[Excerpts from pointing data]
_ _ _

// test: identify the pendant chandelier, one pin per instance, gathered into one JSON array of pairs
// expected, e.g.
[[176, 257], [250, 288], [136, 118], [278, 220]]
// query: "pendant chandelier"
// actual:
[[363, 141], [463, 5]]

_ _ _

**OBJECTIVE**
Reproduce every line of the records above verbatim, without changing anything.

**OUTPUT FOR THIS TASK**
// test: identify the pendant chandelier, one pin per instance, gathered into one JSON array of pairs
// expected, e.g.
[[176, 257], [250, 288], [136, 118], [278, 220]]
// query: "pendant chandelier"
// actual:
[[363, 141], [463, 5]]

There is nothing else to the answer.